Each entry below is to be duplicated precisely.

BEGIN

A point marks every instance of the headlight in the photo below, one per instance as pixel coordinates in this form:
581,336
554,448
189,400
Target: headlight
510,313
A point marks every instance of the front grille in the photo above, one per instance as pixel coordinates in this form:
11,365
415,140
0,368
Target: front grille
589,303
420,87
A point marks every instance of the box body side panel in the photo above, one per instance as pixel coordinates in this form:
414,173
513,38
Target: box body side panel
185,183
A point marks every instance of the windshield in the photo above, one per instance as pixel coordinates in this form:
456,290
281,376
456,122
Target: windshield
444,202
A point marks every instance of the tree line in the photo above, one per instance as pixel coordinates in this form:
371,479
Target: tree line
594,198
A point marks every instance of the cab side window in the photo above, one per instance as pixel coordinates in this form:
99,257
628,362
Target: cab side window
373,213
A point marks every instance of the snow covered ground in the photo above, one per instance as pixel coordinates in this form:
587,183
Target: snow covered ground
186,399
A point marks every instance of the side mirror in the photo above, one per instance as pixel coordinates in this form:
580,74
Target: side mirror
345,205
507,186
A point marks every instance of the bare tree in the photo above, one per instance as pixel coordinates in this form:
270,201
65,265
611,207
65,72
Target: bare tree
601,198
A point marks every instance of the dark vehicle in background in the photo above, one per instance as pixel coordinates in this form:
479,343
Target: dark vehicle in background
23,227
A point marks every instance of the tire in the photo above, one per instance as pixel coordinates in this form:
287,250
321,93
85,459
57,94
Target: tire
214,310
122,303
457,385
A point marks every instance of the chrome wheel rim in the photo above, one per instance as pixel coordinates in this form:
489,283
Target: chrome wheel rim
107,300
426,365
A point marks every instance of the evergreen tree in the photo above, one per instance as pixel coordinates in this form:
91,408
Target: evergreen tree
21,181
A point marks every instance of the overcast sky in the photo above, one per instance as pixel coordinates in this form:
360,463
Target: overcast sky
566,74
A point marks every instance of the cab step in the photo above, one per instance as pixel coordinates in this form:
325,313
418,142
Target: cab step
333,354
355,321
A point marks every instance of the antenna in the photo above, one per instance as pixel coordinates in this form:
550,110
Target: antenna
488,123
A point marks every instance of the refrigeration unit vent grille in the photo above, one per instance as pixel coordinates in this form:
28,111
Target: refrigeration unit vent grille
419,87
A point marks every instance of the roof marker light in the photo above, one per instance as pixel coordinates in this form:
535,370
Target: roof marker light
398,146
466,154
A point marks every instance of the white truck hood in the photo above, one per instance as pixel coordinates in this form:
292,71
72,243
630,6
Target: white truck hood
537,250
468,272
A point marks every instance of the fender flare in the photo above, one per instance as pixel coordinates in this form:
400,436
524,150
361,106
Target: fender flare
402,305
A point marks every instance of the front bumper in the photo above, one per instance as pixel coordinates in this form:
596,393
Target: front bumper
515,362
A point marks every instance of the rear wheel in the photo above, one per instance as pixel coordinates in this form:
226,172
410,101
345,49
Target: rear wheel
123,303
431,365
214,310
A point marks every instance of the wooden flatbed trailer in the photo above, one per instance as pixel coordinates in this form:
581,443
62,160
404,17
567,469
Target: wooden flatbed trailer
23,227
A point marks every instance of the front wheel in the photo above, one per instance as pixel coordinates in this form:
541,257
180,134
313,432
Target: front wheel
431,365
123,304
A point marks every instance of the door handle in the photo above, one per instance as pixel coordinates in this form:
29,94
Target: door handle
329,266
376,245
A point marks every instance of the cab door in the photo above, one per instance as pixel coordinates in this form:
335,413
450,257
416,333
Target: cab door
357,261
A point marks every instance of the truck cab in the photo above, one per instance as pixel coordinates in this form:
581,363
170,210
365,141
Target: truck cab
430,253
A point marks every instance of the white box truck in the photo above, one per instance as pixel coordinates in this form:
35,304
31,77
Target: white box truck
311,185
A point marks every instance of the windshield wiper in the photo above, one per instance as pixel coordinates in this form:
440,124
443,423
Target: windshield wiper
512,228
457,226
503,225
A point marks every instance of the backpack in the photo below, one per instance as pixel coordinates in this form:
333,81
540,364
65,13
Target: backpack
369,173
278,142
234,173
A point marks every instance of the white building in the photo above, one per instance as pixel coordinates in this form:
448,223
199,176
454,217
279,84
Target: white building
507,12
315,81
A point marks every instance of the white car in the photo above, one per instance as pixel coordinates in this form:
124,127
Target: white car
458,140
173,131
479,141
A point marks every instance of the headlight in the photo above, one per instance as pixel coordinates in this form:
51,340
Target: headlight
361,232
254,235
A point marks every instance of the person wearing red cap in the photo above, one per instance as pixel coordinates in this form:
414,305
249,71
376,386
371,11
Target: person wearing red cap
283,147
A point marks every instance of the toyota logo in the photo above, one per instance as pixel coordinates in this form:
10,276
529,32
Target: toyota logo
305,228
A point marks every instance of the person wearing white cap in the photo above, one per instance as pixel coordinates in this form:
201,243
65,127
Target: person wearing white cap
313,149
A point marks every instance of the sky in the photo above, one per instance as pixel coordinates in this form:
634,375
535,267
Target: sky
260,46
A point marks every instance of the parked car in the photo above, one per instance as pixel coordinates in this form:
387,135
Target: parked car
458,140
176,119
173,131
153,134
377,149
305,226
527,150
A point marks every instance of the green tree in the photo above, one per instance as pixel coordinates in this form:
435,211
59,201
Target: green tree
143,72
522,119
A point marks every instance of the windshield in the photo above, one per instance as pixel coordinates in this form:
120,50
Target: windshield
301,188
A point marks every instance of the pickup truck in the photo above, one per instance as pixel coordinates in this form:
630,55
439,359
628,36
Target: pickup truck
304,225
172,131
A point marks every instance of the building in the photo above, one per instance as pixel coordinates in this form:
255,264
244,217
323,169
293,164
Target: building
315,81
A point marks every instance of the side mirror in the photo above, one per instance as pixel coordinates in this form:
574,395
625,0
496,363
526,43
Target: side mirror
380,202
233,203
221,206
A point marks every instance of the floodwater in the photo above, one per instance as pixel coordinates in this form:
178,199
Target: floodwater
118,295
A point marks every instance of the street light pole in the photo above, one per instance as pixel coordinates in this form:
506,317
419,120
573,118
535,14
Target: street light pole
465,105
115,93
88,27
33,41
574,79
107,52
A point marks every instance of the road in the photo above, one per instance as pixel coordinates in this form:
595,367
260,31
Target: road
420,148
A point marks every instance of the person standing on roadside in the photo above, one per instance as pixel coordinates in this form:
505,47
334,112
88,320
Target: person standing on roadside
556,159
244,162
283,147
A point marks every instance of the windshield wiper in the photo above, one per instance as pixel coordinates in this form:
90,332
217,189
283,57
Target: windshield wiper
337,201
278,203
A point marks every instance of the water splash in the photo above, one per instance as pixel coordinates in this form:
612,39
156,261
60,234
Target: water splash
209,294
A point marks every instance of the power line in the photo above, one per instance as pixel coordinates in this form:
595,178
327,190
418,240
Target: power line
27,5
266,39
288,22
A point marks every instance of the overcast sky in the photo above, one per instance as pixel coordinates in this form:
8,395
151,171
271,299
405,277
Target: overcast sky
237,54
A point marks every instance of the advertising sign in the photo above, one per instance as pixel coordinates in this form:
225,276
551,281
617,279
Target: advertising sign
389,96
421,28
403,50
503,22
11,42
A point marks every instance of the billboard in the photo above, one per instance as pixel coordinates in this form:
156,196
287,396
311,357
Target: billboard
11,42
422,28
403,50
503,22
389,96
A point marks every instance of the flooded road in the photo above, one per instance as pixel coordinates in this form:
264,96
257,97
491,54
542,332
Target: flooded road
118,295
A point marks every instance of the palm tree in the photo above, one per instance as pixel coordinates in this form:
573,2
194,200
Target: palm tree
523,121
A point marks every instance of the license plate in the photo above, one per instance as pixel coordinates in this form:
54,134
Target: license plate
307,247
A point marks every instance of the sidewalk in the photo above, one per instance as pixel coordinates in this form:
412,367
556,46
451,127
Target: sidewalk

END

◆ Solution to the exercise ◆
A point marks every instance of the headlight in the photo below, one per instance as pixel coordinates in this form:
581,336
554,448
189,400
Target: headlight
510,313
A point marks every instance of the front grille in the photo above, one per instance as pixel coordinates in this form:
11,365
415,140
0,368
Target: front grille
589,303
420,87
A point marks every instance of the box body side panel in the photo above, one per instance as pixel coordinates in this form:
414,173
513,38
Target: box body side panel
185,183
A point marks every instance of the windshield in the photo above, one per instance as pixel coordinates in this form:
456,290
281,376
456,122
Target: windshield
444,202
A point marks every instance of the tree line in the photo above, one per instance as pixel coordinates in this form:
371,479
Target: tree line
594,198
A point marks every instance of the cab side window in the photo above, one per instance as pixel coordinates in this form:
99,257
628,362
Target: cab side window
373,213
A point marks every instance of the snow covered ground in the photo above, one per instance as pixel coordinates in this form:
587,183
Target: snow covered ground
186,399
A point marks every instance of the side mirror in the photo above, one per instance as pixel coordinates in this form:
580,74
Target: side mirror
345,205
507,186
A point marks every instance of the bare tree in the photo above, one per instance as pixel coordinates in this form:
270,201
65,265
611,207
65,72
Target: bare tree
601,198
A point marks every instance of the dark vehicle in background in the photo above, one per instance as pixel coordinates in this form:
479,343
Target: dark vehicle in background
23,227
A point marks every instance of the tire in the photo above, one per instance as pixel coordinates in this form:
287,250
321,93
85,459
57,94
Target: tire
214,310
122,303
457,385
A point marks every instance of the chrome wheel rim in the photo above, one per instance as pixel coordinates in this form:
489,283
Target: chrome wheel rim
107,300
426,365
A point marks every instance of the evergreen tree in the photo above, one per instance as pixel coordinates in this form:
91,408
Target: evergreen tree
21,181
A point marks every instance of the overcast sky in the photo above, one per instance as pixel coordinates in this form:
360,463
Target: overcast sky
566,74
A point marks every instance of the cab step in the photo above, one per instance as pixel coordinates in this form:
325,313
418,142
Target: cab step
333,354
355,321
A point marks every instance of the antenna in the photo above, one per instance as pixel coordinates in this form:
550,110
Target: antenna
488,123
A point marks every instance of the refrigeration unit vent grille in the photo above, one per instance as pixel coordinates in this form:
28,111
Target: refrigeration unit vent grille
419,87
A point marks every instance of the roof marker light in the photo above, one per instance as pixel coordinates in this form:
535,370
Target: roof marker light
398,146
466,154
A point marks every instance of the white truck hood in the photo above, one per instance as pixel coordinates in this form:
292,71
72,243
630,6
Target: white truck hood
537,250
468,272
A point marks every instance of the fender flare in the photo above, one per instance as pixel coordinates in this form:
400,436
524,150
361,106
Target: fender flare
402,305
A point marks every instance of the front bumper in the photo above, one per instance as pixel coordinates in this form:
596,393
Target: front bumper
515,362
A point marks every instance of the rear wheel in the photo above, one per instance as pixel coordinates in this form:
226,172
410,101
345,49
Target: rear wheel
123,303
431,365
214,310
A point marks every instance of the wooden flatbed trailer in the photo above, one per instance as pixel coordinates in this form:
581,443
62,160
404,17
567,469
Target: wooden flatbed trailer
23,227
A point marks every instance of the front wheel in the photo above, one per instance as pixel coordinates in this form:
541,257
180,134
313,432
Target: front wheel
431,365
123,304
A point marks every instance of the door handle in the photo above, one per instance as pixel coordinates in this form:
29,94
Target: door handle
329,266
376,245
A point marks every instance of the cab door in the photo above, one per instance as pixel coordinates in this form:
335,413
450,257
416,333
Target: cab door
357,261
A point marks every instance of the truck cab in the photo above, one per instance as pixel coordinates in this form:
581,363
170,210
365,141
Target: truck cab
430,253
A point marks every instance of the white box truck in the photo above, one per instance as pixel coordinates in this form:
35,304
31,77
Target: white box truck
311,185
A point marks every instance of the windshield wiper in the photo above, one per instance as pixel coordinates in this form:
440,124
443,423
Target: windshield wiper
512,228
457,226
503,225
A point marks every instance of the backpack in the photo below, one per instance as pixel coordinates in this form:
333,81
540,364
65,13
Target: backpack
369,173
278,142
234,173
A point marks every instance of the white building in the photo above, one per instance as pixel coordinates in this form:
448,223
199,176
454,217
279,84
Target: white building
507,12
315,81
A point marks every instance of the white car in the photo above, one per instance as pixel coordinates in this form:
124,127
Target: white car
458,140
173,131
479,141
A point marks every instance of the headlight in the photo above, one per instance as pixel coordinates in this form:
51,340
Target: headlight
361,232
254,235
A point marks every instance of the person wearing red cap in the photo above, one per instance as pixel coordinates in this form:
414,305
249,71
376,386
371,11
Target: person wearing red cap
283,147
A point marks every instance of the toyota logo in the photo above, one per instance as pixel coordinates in this form:
10,276
529,32
Target: toyota logo
305,228
A point marks every instance of the person wearing white cap in the photo above, one per instance as pixel coordinates in this form:
201,243
65,127
Target: person wearing white cap
313,149
A point marks every instance of the sky in the photo above, one per instance as pixel coordinates in this form:
634,375
535,267
Target: sky
260,46
A point marks every instance of the parked car in the photo above, one per instance as pixel coordinates in this form:
387,135
Target: parked car
458,140
176,119
173,131
153,134
377,149
305,226
527,150
A point marks every instance of the green tree in the photo above, one per instance as pixel coordinates in this form:
435,211
59,201
Target: green tree
143,72
522,119
A point marks every instance of the windshield in the photo above, one per instance as pixel coordinates in this form:
120,50
Target: windshield
301,188
A point marks every instance of the pickup truck in the photo above, one per instance as pixel coordinates in this form:
630,55
439,359
628,36
Target: pickup truck
304,225
172,131
A point marks every instance of the building in the photo above, one per instance as pixel coordinates in this form:
255,264
244,217
323,169
293,164
Target: building
315,81
A point marks every instance of the side mirror in the photo above, one per instance as pixel coordinates in this form:
574,395
625,0
496,363
526,43
Target: side mirror
380,202
233,203
221,206
A point marks every instance of the floodwater in the photo above, one per instance as pixel coordinates in this form:
178,199
Target: floodwater
118,295
A point marks every instance of the street light pole in the photo above, one per instance as pixel coordinates in this form:
506,317
419,120
573,118
535,14
Target: street light pole
465,105
115,93
88,27
33,41
574,79
107,52
A point marks every instance of the road in the photo above, one per instance as pixel coordinates in this form:
595,367
260,31
Target: road
420,148
A point marks every instance of the person standing on roadside in the photo above, one per instance as pixel coordinates in this form:
505,47
334,112
88,320
Target: person standing on roadside
556,159
244,162
283,147
A point marks every instance of the windshield wiper in the photo above, one per instance as pixel coordinates in this form:
90,332
217,189
283,57
Target: windshield wiper
337,201
278,203
A point marks every instance of the water splash in the photo above, one per instance as pixel coordinates in this form:
612,39
156,261
60,234
Target: water splash
209,294
A point marks every instance of the power line in the photo above, one per instance as pixel coordinates in this form:
595,178
327,190
418,240
Target: power line
27,5
266,39
288,22
A point marks every instance of the overcast sky in the photo above, one per instance as pixel coordinates in this form:
8,395
151,171
271,299
405,277
Target: overcast sky
237,54
A point marks every instance of the advertising sign in the photo above, one per instance as pixel coordinates in this form:
225,276
551,281
617,279
Target: advertising sign
389,96
421,28
403,50
503,22
11,42
A point marks every instance of the billboard in the photo above, one per instance as pixel coordinates in this form:
156,196
287,396
311,357
Target: billboard
11,42
422,28
403,50
503,22
389,96
A point marks every instance of the flooded road in the photo above, one per instance as pixel coordinates in this form:
264,96
257,97
491,54
542,332
Target: flooded road
118,295
A point marks every instance of the palm tree in the photo above, one per instance as pixel coordinates in this form:
573,2
194,200
Target: palm tree
523,121
A point marks every instance of the license plate in the photo above, one per instance as pixel coordinates in this form:
54,134
Target: license plate
307,247
A point marks every instance of the sidewalk in the photo above, one per instance as pixel coordinates in this form:
412,367
556,46
451,127
Target: sidewalk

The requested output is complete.